» **Short exercise**
Extract each line of the records below that contains the string "blue", copying those lines in the order they appear.

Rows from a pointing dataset
────────────────

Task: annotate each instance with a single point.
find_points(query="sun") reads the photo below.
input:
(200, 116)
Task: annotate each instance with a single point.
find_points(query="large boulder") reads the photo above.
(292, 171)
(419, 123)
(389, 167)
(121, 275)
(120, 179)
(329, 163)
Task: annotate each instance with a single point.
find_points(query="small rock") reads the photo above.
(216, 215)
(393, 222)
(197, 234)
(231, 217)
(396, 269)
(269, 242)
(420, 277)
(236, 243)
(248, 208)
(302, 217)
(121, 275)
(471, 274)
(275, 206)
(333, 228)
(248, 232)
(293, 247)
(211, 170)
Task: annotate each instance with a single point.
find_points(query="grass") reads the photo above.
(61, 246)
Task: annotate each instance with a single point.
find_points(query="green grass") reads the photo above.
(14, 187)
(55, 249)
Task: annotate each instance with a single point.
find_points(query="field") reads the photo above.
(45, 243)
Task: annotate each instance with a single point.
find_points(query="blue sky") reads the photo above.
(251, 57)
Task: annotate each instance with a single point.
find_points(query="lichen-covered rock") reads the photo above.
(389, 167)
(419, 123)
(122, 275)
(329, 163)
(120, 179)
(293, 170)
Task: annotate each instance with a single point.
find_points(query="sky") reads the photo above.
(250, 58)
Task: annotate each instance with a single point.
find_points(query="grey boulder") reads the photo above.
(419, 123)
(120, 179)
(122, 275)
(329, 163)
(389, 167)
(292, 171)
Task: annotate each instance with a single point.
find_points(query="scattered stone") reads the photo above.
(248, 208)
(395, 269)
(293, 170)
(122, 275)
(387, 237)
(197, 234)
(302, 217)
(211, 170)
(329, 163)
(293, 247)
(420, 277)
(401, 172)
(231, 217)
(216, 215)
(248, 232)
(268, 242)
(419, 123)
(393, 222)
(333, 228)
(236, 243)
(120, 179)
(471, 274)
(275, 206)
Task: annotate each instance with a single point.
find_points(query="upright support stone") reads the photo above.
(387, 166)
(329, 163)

────────────────

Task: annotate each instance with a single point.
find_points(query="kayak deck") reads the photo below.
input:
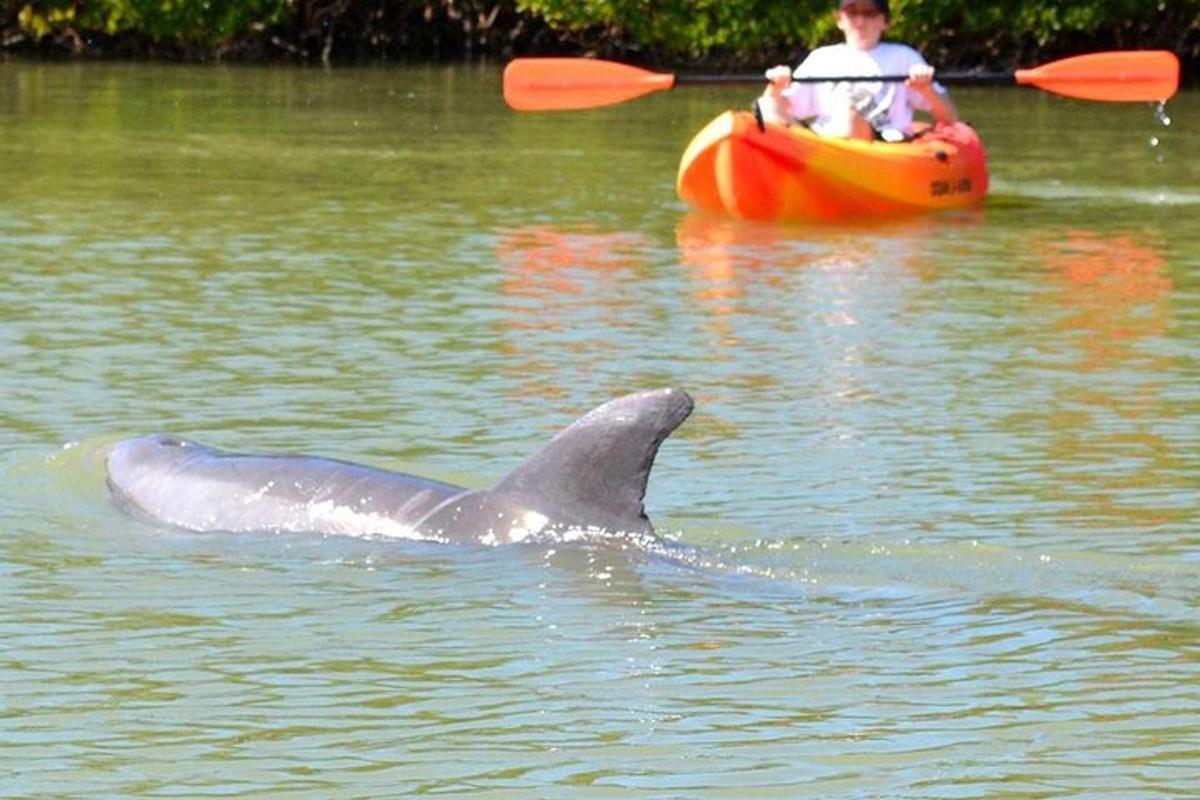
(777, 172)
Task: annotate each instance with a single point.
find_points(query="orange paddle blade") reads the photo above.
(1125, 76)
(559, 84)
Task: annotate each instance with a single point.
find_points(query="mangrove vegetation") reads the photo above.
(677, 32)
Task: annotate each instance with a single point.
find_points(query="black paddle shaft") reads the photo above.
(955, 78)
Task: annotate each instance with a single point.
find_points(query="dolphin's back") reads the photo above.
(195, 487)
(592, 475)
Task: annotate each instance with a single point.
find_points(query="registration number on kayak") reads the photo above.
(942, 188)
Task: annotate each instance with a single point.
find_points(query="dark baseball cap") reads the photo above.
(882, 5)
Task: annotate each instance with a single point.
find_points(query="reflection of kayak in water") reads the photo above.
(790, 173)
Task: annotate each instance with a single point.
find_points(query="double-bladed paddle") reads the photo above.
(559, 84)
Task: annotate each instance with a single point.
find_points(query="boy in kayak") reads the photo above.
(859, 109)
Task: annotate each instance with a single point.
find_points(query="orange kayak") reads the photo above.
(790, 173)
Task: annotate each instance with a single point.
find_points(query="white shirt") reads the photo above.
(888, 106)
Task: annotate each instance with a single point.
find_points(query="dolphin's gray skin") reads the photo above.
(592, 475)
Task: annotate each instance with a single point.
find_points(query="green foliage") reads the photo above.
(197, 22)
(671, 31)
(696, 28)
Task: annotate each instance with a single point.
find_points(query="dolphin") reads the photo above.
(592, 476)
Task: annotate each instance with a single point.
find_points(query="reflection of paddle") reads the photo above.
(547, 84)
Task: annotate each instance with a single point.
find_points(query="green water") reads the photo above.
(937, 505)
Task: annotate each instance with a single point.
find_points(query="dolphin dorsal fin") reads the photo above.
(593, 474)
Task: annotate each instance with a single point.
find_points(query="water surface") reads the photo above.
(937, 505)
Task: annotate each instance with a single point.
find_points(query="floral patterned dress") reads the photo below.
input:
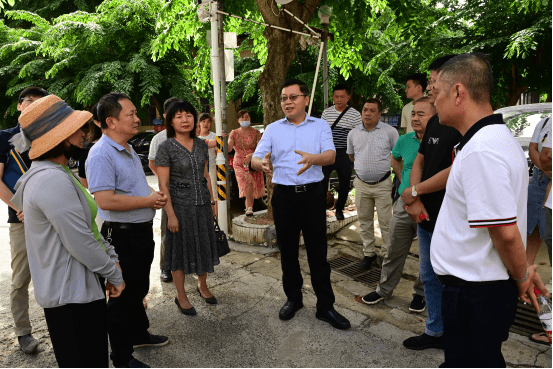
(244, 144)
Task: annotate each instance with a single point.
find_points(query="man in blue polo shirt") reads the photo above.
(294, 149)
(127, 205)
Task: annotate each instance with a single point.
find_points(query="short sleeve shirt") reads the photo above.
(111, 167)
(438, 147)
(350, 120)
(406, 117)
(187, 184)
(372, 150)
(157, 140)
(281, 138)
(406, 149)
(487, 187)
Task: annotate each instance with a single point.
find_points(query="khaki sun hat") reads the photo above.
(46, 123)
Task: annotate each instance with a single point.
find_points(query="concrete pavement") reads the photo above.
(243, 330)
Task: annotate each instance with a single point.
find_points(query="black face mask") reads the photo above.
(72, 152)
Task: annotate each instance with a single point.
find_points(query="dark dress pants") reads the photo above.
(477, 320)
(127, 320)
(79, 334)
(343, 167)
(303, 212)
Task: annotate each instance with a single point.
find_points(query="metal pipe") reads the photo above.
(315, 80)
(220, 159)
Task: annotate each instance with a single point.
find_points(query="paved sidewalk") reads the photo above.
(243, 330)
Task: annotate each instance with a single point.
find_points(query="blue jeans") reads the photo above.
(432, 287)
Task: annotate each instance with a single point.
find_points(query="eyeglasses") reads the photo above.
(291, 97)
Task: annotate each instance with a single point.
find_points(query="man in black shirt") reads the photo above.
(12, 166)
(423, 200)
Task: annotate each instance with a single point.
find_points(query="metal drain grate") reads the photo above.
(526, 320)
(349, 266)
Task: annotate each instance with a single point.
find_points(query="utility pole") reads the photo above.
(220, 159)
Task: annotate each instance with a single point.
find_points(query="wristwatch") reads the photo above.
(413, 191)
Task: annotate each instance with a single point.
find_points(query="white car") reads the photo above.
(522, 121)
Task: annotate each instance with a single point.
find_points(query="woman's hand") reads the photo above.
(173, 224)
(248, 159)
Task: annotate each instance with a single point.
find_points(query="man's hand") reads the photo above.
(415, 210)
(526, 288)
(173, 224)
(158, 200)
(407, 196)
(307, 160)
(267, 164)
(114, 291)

────────────────

» **Complete response**
find_points(query="blue sky") reads the photo above.
find_points(query="man in blue polo shirt") reads the photo above.
find_points(query="blue jeans") reads the photo above.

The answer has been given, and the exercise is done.